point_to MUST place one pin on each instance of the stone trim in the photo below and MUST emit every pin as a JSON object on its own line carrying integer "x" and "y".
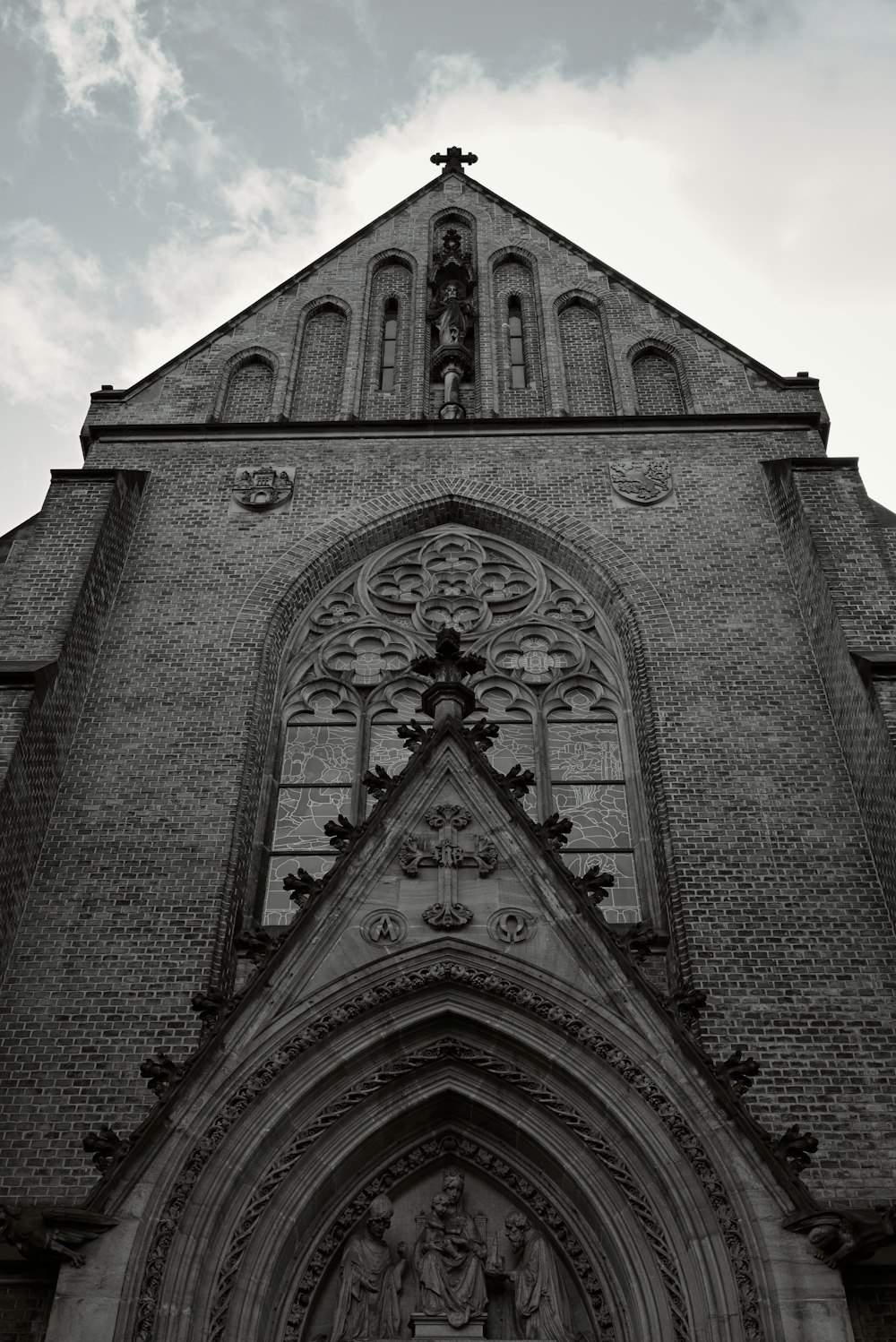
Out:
{"x": 491, "y": 984}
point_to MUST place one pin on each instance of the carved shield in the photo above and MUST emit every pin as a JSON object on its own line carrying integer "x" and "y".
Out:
{"x": 263, "y": 486}
{"x": 642, "y": 479}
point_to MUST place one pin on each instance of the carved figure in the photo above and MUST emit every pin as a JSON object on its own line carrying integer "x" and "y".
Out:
{"x": 452, "y": 314}
{"x": 738, "y": 1071}
{"x": 159, "y": 1071}
{"x": 539, "y": 1296}
{"x": 105, "y": 1147}
{"x": 50, "y": 1234}
{"x": 796, "y": 1148}
{"x": 841, "y": 1236}
{"x": 370, "y": 1282}
{"x": 448, "y": 1256}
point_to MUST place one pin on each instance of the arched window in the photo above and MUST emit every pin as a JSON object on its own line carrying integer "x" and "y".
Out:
{"x": 248, "y": 392}
{"x": 552, "y": 684}
{"x": 656, "y": 384}
{"x": 389, "y": 345}
{"x": 515, "y": 341}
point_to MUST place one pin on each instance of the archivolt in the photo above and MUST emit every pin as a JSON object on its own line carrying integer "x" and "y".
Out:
{"x": 383, "y": 991}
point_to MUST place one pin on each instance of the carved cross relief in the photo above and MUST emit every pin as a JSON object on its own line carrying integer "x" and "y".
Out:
{"x": 447, "y": 854}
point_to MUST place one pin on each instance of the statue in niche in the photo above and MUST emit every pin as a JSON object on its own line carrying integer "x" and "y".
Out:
{"x": 369, "y": 1282}
{"x": 448, "y": 1258}
{"x": 539, "y": 1296}
{"x": 451, "y": 313}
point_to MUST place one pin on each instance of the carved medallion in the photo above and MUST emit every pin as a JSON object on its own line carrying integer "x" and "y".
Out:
{"x": 642, "y": 479}
{"x": 263, "y": 486}
{"x": 447, "y": 854}
{"x": 512, "y": 926}
{"x": 383, "y": 927}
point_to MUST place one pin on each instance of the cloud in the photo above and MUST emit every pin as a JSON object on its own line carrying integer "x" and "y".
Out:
{"x": 56, "y": 329}
{"x": 102, "y": 45}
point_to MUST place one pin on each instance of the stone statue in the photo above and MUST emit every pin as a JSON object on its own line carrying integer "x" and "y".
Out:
{"x": 448, "y": 1258}
{"x": 369, "y": 1282}
{"x": 451, "y": 314}
{"x": 539, "y": 1296}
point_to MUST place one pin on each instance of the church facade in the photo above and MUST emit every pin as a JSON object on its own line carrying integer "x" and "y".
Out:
{"x": 447, "y": 827}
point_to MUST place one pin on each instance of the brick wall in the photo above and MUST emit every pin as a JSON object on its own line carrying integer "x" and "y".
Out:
{"x": 586, "y": 374}
{"x": 248, "y": 392}
{"x": 321, "y": 376}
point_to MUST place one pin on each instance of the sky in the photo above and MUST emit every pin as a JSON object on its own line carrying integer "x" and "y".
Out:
{"x": 165, "y": 163}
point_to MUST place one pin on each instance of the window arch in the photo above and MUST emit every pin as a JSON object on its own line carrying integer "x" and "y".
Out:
{"x": 658, "y": 383}
{"x": 248, "y": 387}
{"x": 553, "y": 684}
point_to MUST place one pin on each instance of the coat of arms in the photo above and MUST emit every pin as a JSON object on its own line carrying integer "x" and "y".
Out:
{"x": 263, "y": 486}
{"x": 642, "y": 479}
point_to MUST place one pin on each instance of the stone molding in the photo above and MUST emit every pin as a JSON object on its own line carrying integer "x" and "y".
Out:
{"x": 491, "y": 984}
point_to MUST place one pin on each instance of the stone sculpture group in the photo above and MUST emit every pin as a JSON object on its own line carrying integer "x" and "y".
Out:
{"x": 452, "y": 1267}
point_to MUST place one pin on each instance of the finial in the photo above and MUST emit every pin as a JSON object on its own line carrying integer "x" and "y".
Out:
{"x": 448, "y": 668}
{"x": 453, "y": 159}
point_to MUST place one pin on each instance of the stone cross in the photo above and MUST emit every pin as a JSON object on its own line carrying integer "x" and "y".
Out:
{"x": 447, "y": 854}
{"x": 453, "y": 159}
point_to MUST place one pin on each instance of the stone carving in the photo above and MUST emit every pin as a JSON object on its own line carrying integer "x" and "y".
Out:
{"x": 738, "y": 1072}
{"x": 448, "y": 1256}
{"x": 105, "y": 1148}
{"x": 370, "y": 1282}
{"x": 262, "y": 486}
{"x": 512, "y": 926}
{"x": 50, "y": 1234}
{"x": 539, "y": 1296}
{"x": 211, "y": 1005}
{"x": 447, "y": 854}
{"x": 302, "y": 884}
{"x": 796, "y": 1148}
{"x": 161, "y": 1071}
{"x": 642, "y": 479}
{"x": 555, "y": 831}
{"x": 383, "y": 926}
{"x": 840, "y": 1236}
{"x": 399, "y": 986}
{"x": 254, "y": 942}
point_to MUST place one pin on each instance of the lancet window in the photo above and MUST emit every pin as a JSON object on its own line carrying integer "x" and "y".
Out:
{"x": 552, "y": 684}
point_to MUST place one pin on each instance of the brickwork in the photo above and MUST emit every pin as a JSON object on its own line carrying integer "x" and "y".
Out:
{"x": 248, "y": 393}
{"x": 514, "y": 280}
{"x": 656, "y": 385}
{"x": 588, "y": 377}
{"x": 24, "y": 1310}
{"x": 389, "y": 282}
{"x": 321, "y": 374}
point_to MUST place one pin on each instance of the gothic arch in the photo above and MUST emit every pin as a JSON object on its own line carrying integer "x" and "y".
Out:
{"x": 366, "y": 401}
{"x": 597, "y": 563}
{"x": 234, "y": 366}
{"x": 597, "y": 306}
{"x": 285, "y": 1140}
{"x": 668, "y": 350}
{"x": 521, "y": 256}
{"x": 326, "y": 302}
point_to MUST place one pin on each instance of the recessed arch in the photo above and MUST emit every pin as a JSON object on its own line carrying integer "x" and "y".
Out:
{"x": 259, "y": 392}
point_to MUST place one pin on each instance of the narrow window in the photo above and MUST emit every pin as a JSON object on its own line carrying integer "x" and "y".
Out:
{"x": 517, "y": 357}
{"x": 389, "y": 341}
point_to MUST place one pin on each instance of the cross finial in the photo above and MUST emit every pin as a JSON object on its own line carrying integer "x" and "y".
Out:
{"x": 453, "y": 159}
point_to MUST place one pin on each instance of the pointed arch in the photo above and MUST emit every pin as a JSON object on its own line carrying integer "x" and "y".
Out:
{"x": 582, "y": 334}
{"x": 315, "y": 390}
{"x": 660, "y": 379}
{"x": 246, "y": 385}
{"x": 517, "y": 298}
{"x": 391, "y": 285}
{"x": 426, "y": 1058}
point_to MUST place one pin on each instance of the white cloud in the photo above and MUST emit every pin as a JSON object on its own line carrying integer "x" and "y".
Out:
{"x": 105, "y": 45}
{"x": 56, "y": 331}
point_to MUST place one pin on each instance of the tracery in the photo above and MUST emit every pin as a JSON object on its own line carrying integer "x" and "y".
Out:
{"x": 552, "y": 682}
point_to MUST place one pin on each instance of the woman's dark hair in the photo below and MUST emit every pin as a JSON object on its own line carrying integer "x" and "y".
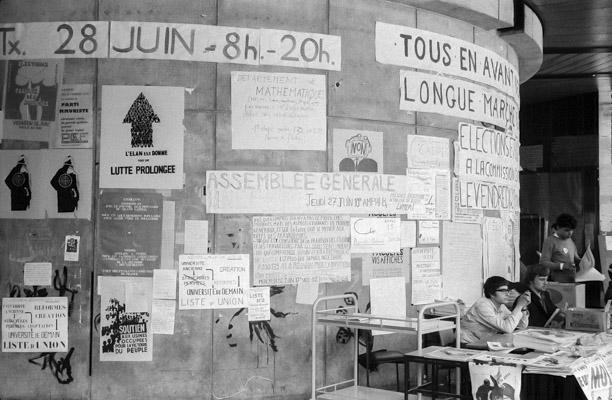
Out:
{"x": 565, "y": 221}
{"x": 534, "y": 271}
{"x": 492, "y": 284}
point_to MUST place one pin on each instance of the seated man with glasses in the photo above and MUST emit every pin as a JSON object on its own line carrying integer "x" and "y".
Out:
{"x": 489, "y": 314}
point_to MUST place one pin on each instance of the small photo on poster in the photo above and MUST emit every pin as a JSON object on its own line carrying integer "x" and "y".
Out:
{"x": 357, "y": 151}
{"x": 31, "y": 101}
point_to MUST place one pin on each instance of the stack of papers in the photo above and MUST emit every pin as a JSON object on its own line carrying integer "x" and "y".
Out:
{"x": 559, "y": 363}
{"x": 546, "y": 340}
====================
# [Assigned task]
Among the lines above, which contain the word "cross"? Copy every one.

# [Exercise result]
point_to MUST place one pin on each instance of the carved cross relief in the photo above and MUST emit every pin as a JSON object on its own line carrying integer "x" and "y".
point_to MUST place one pin on each instance of the stone cross in the photo above and MUST emit every pin as a JSON object on its own line carrying integer "x" and "y".
point_to MUST place one pin on each instance of the cross finial in the photo above and MUST emit every pin as a JSON object on its own line carrying integer "x" and "y".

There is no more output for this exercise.